TASK OBJECTIVE:
Count how many lines in the items below contain the string "floor", treating uppercase and lowercase as different. Reply with only that number.

Stored records:
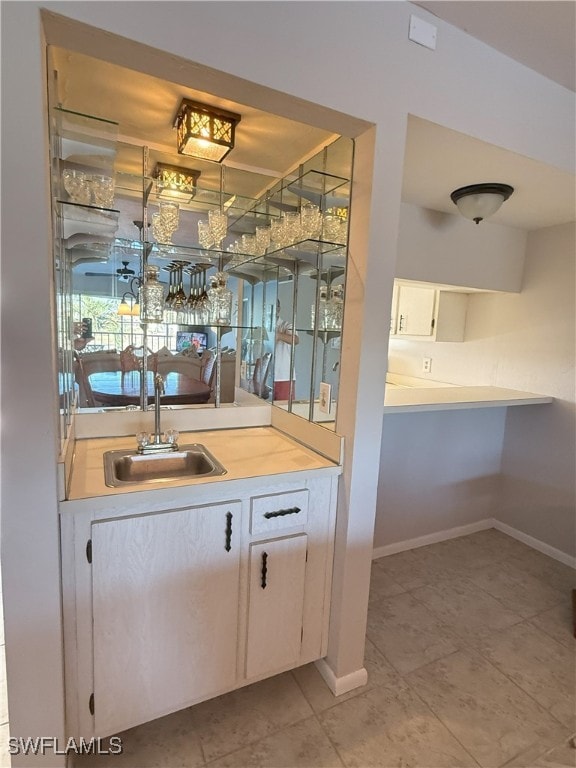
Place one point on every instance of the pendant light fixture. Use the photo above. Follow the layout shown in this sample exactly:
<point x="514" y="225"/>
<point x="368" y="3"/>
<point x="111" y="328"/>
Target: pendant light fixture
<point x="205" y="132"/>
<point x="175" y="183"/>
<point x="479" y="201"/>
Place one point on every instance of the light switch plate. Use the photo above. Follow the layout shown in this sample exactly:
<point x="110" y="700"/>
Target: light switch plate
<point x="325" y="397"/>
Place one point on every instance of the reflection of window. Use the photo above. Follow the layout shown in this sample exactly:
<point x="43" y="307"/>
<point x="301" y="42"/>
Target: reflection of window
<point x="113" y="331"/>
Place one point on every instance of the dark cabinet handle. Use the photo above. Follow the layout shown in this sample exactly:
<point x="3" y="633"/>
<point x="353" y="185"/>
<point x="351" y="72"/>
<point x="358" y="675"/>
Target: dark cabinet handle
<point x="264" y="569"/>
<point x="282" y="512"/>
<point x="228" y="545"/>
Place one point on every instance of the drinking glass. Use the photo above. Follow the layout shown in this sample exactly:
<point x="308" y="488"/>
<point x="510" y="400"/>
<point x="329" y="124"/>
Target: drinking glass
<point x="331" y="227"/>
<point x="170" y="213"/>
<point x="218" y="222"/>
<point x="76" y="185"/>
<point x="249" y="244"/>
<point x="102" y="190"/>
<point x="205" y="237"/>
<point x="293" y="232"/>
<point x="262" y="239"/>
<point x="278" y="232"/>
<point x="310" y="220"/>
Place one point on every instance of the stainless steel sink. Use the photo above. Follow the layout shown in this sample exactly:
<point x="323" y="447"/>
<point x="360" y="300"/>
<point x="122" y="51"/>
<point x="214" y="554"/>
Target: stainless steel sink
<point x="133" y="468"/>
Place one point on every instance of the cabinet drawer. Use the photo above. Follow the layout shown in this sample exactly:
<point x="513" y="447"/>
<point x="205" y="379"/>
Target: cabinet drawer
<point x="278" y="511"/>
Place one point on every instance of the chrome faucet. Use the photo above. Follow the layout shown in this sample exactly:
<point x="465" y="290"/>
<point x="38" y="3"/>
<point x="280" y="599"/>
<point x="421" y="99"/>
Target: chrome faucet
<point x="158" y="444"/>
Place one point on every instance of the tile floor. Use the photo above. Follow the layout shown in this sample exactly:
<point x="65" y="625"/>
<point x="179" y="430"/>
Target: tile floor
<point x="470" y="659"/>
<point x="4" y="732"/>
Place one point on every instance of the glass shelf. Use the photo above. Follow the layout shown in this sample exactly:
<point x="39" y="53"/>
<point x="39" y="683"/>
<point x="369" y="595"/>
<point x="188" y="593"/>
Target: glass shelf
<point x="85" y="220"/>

--

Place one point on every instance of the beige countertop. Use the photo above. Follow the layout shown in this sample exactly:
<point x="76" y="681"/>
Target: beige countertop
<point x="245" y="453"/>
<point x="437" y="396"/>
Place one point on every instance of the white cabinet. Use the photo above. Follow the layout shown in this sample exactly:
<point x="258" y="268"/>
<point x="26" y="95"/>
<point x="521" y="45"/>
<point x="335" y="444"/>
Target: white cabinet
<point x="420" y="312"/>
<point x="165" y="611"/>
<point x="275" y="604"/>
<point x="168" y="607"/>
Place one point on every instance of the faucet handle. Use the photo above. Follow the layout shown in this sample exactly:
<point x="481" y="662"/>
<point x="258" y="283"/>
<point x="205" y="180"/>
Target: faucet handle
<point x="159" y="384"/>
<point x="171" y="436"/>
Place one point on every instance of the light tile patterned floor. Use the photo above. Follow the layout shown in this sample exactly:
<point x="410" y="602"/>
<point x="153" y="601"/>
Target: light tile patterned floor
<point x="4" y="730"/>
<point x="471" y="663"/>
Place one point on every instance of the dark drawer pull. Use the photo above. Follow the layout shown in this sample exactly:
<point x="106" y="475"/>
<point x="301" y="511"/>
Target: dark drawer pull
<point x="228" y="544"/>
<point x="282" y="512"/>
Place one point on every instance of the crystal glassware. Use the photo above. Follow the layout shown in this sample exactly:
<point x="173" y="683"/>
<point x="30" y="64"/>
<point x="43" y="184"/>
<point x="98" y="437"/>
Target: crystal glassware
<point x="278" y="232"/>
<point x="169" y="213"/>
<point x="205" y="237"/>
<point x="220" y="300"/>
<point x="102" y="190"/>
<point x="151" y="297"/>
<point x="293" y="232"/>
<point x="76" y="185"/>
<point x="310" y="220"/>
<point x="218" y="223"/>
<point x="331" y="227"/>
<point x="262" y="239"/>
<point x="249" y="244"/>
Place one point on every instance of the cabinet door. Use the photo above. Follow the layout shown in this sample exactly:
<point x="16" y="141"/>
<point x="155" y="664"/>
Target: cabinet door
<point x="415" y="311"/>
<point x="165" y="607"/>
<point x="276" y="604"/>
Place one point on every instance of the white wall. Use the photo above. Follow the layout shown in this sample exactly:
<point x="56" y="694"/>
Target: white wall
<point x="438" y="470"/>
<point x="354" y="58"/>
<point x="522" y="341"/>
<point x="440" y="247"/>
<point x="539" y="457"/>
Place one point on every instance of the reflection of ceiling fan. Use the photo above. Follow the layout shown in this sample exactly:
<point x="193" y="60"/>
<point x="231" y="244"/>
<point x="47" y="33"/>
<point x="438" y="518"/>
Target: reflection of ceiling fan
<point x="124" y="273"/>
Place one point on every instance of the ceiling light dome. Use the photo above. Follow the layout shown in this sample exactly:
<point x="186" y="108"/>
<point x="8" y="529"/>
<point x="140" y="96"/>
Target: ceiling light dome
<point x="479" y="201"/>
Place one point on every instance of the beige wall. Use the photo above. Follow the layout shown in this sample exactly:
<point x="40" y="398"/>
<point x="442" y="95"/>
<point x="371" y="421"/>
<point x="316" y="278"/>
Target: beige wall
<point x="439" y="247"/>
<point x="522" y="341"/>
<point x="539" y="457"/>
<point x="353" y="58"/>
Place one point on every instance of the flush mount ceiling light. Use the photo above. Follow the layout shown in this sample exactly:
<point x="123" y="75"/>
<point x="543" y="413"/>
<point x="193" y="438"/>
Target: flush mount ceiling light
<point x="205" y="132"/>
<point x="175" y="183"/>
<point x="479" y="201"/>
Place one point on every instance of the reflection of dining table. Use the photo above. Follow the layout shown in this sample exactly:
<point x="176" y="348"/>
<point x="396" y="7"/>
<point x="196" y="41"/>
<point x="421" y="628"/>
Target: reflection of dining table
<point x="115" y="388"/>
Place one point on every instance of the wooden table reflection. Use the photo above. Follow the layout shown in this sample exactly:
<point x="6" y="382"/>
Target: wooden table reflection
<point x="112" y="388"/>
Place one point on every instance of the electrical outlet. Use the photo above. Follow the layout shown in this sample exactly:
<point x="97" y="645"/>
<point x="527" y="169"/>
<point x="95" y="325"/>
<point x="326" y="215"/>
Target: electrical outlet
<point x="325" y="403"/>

==

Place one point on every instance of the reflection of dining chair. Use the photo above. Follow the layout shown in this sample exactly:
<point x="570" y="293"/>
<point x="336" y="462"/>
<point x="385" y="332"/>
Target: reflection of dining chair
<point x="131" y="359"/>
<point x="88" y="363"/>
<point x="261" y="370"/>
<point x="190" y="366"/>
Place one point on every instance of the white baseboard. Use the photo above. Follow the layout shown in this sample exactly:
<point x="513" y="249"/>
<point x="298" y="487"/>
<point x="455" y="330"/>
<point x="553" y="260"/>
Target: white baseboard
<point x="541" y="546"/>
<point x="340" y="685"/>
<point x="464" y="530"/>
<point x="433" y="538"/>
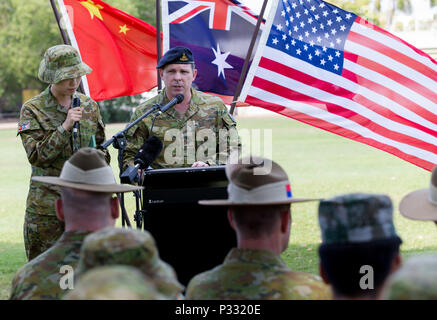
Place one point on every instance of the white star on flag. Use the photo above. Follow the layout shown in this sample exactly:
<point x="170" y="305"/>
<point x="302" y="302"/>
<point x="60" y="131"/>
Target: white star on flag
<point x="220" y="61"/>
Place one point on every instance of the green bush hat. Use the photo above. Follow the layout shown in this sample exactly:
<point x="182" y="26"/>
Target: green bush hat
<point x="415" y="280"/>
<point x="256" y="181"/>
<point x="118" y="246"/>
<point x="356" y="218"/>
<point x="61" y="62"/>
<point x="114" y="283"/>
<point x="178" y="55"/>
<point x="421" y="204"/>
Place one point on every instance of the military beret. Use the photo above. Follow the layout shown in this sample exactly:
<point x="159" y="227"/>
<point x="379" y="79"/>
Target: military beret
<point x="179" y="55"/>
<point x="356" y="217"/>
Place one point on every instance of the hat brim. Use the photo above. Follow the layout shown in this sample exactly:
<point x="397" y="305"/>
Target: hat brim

EXERCISE RESPONSE:
4